Skip the pictures. Repeat everything else in the records word for word.

# # # # #

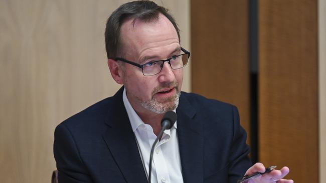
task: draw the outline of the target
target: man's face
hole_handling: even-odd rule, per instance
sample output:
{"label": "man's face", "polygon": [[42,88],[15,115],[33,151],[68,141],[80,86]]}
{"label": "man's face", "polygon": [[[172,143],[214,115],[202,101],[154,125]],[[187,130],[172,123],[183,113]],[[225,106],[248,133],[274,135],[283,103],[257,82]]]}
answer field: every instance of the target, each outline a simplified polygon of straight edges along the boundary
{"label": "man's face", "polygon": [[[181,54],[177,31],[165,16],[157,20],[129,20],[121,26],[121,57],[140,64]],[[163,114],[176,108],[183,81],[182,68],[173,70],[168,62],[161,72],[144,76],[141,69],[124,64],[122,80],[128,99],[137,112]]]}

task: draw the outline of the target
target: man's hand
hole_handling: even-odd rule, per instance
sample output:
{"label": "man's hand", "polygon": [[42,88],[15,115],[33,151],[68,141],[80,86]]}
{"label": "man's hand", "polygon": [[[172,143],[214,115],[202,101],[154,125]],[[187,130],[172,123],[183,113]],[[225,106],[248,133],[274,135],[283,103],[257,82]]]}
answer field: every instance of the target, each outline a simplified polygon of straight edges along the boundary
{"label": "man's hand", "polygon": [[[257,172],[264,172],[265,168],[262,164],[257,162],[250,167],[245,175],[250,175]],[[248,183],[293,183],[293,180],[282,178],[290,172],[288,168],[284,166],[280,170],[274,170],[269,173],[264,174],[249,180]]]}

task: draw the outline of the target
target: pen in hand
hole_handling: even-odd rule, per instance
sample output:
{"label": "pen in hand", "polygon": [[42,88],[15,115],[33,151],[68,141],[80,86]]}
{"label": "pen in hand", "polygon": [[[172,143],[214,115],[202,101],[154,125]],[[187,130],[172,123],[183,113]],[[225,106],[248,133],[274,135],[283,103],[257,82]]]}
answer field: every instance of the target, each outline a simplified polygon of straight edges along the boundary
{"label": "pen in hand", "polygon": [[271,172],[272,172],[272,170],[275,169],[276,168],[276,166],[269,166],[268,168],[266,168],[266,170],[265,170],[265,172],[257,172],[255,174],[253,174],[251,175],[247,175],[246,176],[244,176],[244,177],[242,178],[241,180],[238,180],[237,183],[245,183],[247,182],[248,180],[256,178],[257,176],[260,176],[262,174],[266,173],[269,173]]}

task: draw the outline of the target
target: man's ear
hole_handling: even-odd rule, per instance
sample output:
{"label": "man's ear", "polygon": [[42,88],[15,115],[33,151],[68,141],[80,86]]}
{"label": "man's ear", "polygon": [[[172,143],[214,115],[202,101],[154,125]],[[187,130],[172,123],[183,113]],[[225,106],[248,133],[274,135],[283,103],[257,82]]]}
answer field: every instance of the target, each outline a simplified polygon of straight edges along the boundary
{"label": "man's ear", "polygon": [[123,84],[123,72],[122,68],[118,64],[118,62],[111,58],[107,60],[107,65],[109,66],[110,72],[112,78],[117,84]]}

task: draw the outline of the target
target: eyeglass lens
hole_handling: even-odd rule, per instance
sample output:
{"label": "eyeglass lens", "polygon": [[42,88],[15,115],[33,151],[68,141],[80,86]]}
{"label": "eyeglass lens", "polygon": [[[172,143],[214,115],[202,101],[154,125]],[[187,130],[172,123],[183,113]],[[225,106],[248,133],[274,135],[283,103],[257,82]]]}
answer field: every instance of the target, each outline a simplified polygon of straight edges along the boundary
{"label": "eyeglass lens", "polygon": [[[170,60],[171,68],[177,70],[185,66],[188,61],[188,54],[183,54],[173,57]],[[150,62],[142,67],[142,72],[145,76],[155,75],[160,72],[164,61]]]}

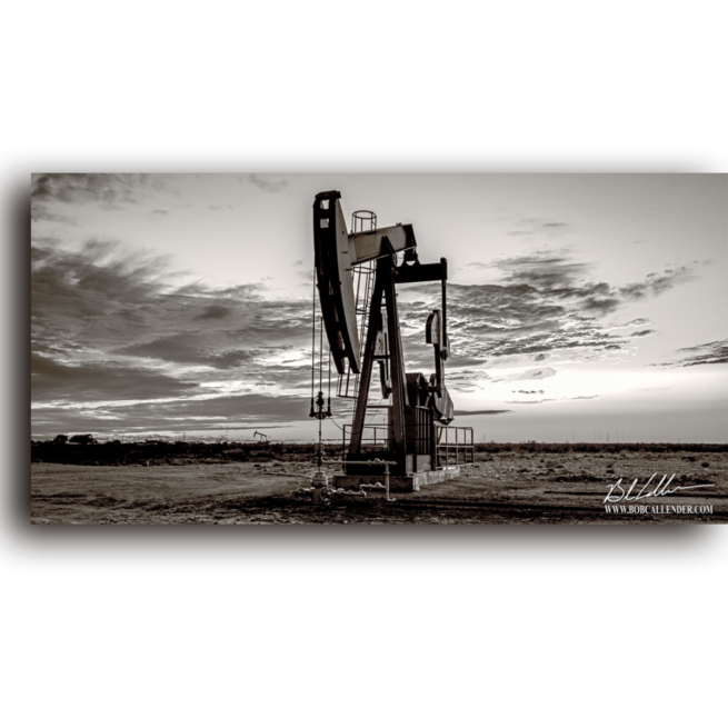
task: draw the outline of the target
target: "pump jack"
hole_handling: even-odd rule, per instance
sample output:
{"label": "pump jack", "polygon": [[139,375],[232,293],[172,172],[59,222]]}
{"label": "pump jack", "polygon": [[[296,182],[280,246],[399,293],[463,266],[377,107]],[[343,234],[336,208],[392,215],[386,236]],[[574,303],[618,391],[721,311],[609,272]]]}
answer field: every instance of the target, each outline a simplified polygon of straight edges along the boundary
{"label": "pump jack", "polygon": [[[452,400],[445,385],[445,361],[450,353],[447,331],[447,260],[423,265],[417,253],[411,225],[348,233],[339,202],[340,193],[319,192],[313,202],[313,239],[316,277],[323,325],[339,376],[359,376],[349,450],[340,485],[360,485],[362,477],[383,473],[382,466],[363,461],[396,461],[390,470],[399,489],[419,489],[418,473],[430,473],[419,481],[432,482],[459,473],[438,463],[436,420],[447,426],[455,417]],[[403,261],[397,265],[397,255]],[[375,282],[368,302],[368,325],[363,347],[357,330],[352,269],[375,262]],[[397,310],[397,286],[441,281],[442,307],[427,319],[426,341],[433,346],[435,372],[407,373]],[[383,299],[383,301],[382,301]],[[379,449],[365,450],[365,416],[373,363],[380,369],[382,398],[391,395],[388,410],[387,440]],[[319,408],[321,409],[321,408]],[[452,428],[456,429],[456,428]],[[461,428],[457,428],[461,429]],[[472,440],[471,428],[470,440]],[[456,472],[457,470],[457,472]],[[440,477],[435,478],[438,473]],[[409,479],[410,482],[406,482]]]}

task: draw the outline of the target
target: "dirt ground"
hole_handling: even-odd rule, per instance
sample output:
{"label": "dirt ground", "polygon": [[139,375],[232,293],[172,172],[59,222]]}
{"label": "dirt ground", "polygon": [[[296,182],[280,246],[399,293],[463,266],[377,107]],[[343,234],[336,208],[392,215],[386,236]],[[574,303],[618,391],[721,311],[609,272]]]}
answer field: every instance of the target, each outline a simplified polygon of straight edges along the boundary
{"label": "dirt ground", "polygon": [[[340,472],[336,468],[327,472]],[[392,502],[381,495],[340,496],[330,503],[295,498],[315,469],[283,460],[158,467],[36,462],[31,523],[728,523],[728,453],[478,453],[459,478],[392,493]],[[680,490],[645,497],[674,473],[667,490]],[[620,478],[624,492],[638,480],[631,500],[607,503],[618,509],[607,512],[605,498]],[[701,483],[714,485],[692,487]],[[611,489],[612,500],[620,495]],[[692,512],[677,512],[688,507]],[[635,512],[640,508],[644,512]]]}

# # # # #

FULL ANSWER:
task: draw the outline of the target
target: man's face
hole_handling: even-odd rule, per instance
sample output:
{"label": "man's face", "polygon": [[42,88],[15,115],[33,151],[68,141],[80,86]]}
{"label": "man's face", "polygon": [[[172,143],[214,115],[202,101],[154,125]],[[187,130],[172,123],[183,113]],[[225,106],[248,133],[274,135],[283,103],[257,82]]]}
answer field: every instance of the target, each outline a simplified polygon of straight edges along the boundary
{"label": "man's face", "polygon": [[[181,54],[177,31],[165,16],[157,20],[129,20],[121,26],[121,57],[140,64]],[[163,114],[176,108],[183,81],[182,68],[173,70],[168,62],[161,72],[144,76],[141,69],[124,64],[122,80],[128,99],[137,112]]]}

task: draw the outline of the target
target: man's hand
hole_handling: even-odd rule, per instance
sample output:
{"label": "man's hand", "polygon": [[42,88],[15,115],[33,151],[68,141],[80,86]]}
{"label": "man's hand", "polygon": [[[172,143],[214,115],[202,101],[154,125]],[[187,130],[172,123],[183,113]],[[225,106],[248,133],[274,135],[283,103],[257,82]]]}
answer field: every instance of the target, each outline a simplified polygon of straight edges along the boundary
{"label": "man's hand", "polygon": [[[257,172],[264,172],[265,168],[262,164],[257,162],[250,167],[245,175],[250,175]],[[248,183],[293,183],[293,180],[282,178],[290,172],[288,168],[284,166],[280,170],[274,170],[269,173],[264,174],[249,180]]]}

task: draw the outline of the target
target: pen in hand
hole_handling: even-odd rule, per instance
sample output:
{"label": "pen in hand", "polygon": [[42,88],[15,115],[33,151],[68,141],[80,86]]}
{"label": "pen in hand", "polygon": [[[172,143],[214,115],[202,101],[154,125]],[[187,130],[172,123],[183,113]],[[225,106],[248,133],[274,135],[283,103],[257,82]]]}
answer field: every instance of the target, each outline a simplified polygon of straight edges along the boundary
{"label": "pen in hand", "polygon": [[271,172],[272,172],[272,170],[275,169],[276,168],[276,166],[269,166],[268,168],[266,168],[266,170],[265,170],[265,172],[257,172],[255,174],[253,174],[251,175],[247,175],[246,176],[244,176],[244,177],[242,178],[241,180],[238,180],[237,183],[245,183],[247,182],[248,180],[256,178],[257,176],[260,176],[262,174],[266,173],[269,173]]}

task: draw the outline of the target
target: man's ear
hole_handling: even-odd rule, per instance
sample output:
{"label": "man's ear", "polygon": [[42,88],[15,115],[33,151],[68,141],[80,86]]}
{"label": "man's ear", "polygon": [[[172,143],[214,115],[202,101],[154,125]],[[187,130],[172,123],[183,113]],[[225,106],[248,133],[274,135],[283,103],[257,82]]]}
answer field: every instance of the target, each outline a simplified polygon of straight edges along the boundary
{"label": "man's ear", "polygon": [[123,84],[123,72],[122,68],[118,64],[118,62],[111,58],[107,60],[107,65],[109,66],[110,72],[112,78],[117,84]]}

task: draw the outline of the target
target: eyeglass lens
hole_handling: even-odd rule, per instance
sample output:
{"label": "eyeglass lens", "polygon": [[42,88],[15,115],[33,151],[68,141],[80,86]]}
{"label": "eyeglass lens", "polygon": [[[172,143],[214,115],[202,101],[154,125]],[[187,130],[172,123],[183,113]],[[225,106],[248,133],[274,135],[283,103],[257,82]]]}
answer field: every instance of the target, each outline a simplified polygon of straight edges along the boundary
{"label": "eyeglass lens", "polygon": [[[170,60],[171,68],[177,70],[185,66],[188,61],[188,54],[183,54],[173,57]],[[150,62],[142,67],[142,72],[145,76],[155,75],[160,72],[164,61]]]}

task: draw the outline of the target
target: "pump jack"
hole_handling: even-odd rule, per instance
sample output:
{"label": "pump jack", "polygon": [[139,375],[232,293],[172,172],[59,222]]}
{"label": "pump jack", "polygon": [[[296,182],[280,246],[399,293],[463,266],[377,107]],[[343,234],[336,208],[392,215],[386,236]],[[574,303],[618,391],[721,311],[609,272]]]}
answer field: every instance of the target, each outline a simplified polygon of straight edges along the boundary
{"label": "pump jack", "polygon": [[[452,400],[445,385],[445,361],[450,353],[447,331],[447,260],[423,265],[417,253],[411,225],[348,233],[339,202],[340,193],[319,192],[313,202],[313,239],[316,277],[323,325],[339,376],[359,376],[349,450],[340,485],[360,485],[362,477],[383,473],[382,466],[363,461],[396,461],[390,470],[399,489],[419,489],[418,473],[430,473],[419,481],[432,482],[459,473],[438,463],[436,420],[447,426],[455,417]],[[403,261],[397,265],[397,255]],[[375,282],[368,302],[368,325],[363,347],[357,330],[352,269],[375,262]],[[397,310],[397,286],[441,281],[442,307],[427,319],[426,341],[433,346],[435,372],[407,373]],[[383,299],[383,301],[382,301]],[[379,449],[365,450],[365,416],[373,363],[380,369],[382,398],[391,395],[388,410],[387,440]],[[319,408],[321,409],[321,408]],[[452,428],[456,429],[456,428]],[[461,428],[457,428],[461,429]],[[472,440],[471,428],[470,440]],[[456,472],[457,470],[457,472]],[[440,477],[435,478],[438,473]],[[409,479],[410,482],[406,482]]]}

task: draw the outline of the target
target: "dirt ground"
hole_handling: even-odd rule, per instance
sample output:
{"label": "dirt ground", "polygon": [[139,375],[232,293],[172,172],[59,222]]}
{"label": "dirt ground", "polygon": [[[296,182],[280,246],[399,293],[463,266],[377,107]],[[343,234],[336,208],[392,215],[386,236]],[[574,303],[618,391],[721,311],[609,272]]]}
answer field: every instance of the target, each outline a simplified polygon of straight edges along the boundary
{"label": "dirt ground", "polygon": [[[340,472],[336,468],[327,472]],[[392,502],[381,495],[340,496],[330,503],[295,498],[315,469],[283,460],[158,467],[36,462],[31,523],[728,523],[728,453],[478,453],[459,478],[392,493]],[[680,490],[645,497],[674,473],[667,490]],[[620,478],[624,492],[638,480],[631,500],[607,503],[618,509],[607,512],[605,498]],[[701,483],[714,485],[692,487]],[[611,489],[612,500],[620,495]],[[692,512],[677,512],[688,507]],[[635,512],[640,508],[644,512]]]}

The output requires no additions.